→ **GOAL OF THE EXERCISE**:
Could you copy the data below word for word, starting at the line containing "As part of a basketball court analysis system, find the golden" and ending at the line containing "95,193 -> 371,413", with both of those lines included?

→ **MATERIAL TO PROCESS**:
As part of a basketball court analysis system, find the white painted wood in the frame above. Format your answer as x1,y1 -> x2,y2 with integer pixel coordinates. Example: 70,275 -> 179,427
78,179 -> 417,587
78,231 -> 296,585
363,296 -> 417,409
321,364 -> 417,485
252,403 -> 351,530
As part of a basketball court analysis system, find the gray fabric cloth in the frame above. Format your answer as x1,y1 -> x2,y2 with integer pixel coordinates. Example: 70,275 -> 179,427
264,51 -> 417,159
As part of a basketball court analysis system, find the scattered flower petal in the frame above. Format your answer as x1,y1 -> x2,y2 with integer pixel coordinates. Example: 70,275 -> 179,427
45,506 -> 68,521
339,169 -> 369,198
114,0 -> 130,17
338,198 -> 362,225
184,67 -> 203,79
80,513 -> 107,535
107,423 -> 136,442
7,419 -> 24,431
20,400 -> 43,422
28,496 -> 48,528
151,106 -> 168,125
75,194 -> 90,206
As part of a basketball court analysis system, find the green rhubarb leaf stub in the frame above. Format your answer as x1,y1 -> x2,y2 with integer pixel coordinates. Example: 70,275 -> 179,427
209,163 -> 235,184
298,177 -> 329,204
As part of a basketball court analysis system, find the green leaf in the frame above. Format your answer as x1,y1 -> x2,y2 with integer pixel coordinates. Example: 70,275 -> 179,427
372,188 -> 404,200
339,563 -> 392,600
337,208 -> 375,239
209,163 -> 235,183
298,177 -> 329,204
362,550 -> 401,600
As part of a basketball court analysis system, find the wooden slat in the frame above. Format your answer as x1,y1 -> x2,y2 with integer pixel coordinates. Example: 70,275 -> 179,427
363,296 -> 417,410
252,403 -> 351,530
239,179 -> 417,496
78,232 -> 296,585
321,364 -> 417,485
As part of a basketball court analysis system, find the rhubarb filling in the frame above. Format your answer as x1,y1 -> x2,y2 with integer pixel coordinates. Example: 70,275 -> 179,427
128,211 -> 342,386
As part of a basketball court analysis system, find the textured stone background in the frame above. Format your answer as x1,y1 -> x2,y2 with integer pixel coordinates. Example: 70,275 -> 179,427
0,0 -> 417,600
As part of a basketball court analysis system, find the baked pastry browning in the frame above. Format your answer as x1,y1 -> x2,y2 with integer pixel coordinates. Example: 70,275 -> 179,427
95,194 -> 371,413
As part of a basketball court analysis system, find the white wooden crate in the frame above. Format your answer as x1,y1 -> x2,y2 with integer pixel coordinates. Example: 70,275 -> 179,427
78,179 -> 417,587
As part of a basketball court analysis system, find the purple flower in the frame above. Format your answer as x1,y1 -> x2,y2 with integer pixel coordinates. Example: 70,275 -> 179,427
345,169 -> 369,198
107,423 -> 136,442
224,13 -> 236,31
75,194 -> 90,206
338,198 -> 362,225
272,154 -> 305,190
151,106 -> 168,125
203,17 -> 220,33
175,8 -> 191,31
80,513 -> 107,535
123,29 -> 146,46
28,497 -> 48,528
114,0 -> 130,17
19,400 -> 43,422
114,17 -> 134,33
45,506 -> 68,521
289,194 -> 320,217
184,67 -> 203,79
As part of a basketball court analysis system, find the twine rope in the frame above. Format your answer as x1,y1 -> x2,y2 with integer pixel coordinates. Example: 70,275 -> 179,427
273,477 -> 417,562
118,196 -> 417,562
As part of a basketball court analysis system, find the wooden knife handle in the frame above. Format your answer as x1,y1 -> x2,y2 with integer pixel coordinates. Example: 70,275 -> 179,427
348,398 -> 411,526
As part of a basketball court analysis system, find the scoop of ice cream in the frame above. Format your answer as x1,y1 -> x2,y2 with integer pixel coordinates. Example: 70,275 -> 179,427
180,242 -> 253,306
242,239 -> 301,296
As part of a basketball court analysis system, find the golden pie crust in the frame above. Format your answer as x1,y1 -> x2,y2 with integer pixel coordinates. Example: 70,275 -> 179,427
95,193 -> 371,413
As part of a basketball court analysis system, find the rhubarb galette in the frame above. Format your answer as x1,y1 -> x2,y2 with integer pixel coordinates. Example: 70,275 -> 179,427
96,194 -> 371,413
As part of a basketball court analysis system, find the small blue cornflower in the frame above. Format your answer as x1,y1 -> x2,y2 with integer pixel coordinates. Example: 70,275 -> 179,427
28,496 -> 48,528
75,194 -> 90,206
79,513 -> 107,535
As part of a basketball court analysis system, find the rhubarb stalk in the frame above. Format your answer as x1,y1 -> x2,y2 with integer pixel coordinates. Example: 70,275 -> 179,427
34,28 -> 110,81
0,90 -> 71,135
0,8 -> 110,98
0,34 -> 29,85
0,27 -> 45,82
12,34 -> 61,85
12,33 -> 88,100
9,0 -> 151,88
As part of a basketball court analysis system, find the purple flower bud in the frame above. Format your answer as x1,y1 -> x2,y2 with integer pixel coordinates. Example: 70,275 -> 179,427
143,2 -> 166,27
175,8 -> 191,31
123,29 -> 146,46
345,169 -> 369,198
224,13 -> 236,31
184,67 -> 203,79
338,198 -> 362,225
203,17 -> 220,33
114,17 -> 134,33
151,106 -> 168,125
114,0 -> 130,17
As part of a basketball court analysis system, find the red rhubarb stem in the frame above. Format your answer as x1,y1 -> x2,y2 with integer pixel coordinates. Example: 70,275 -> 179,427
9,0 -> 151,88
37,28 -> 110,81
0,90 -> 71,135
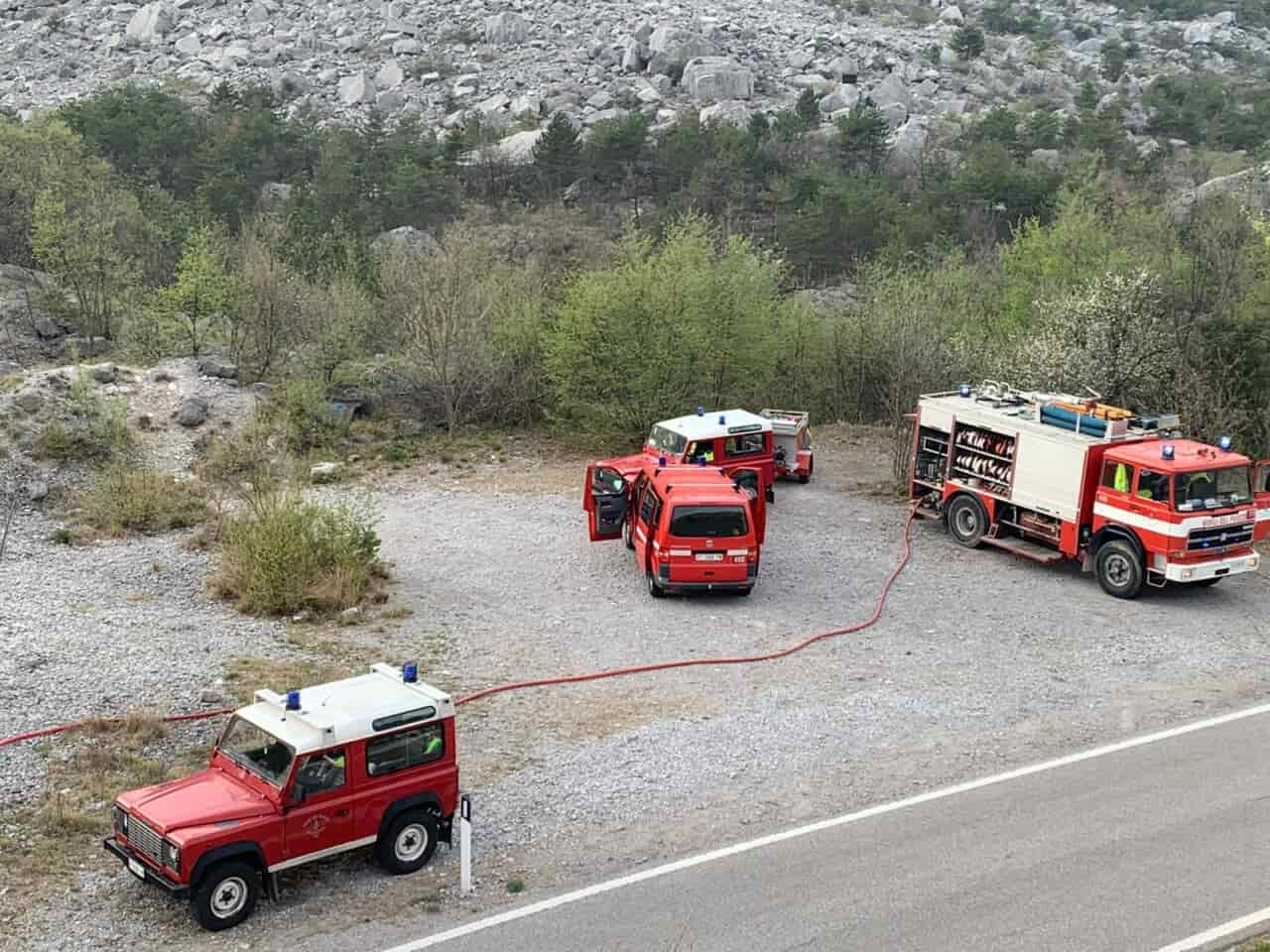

→ **CORRECT OUTPUT**:
As part of a basketball court analysis system, find the golden pie crust in the frame above. Format your answer as x1,y1 -> x2,y2 with integer pixel coordinates. Example: 70,275 -> 179,427
95,193 -> 371,413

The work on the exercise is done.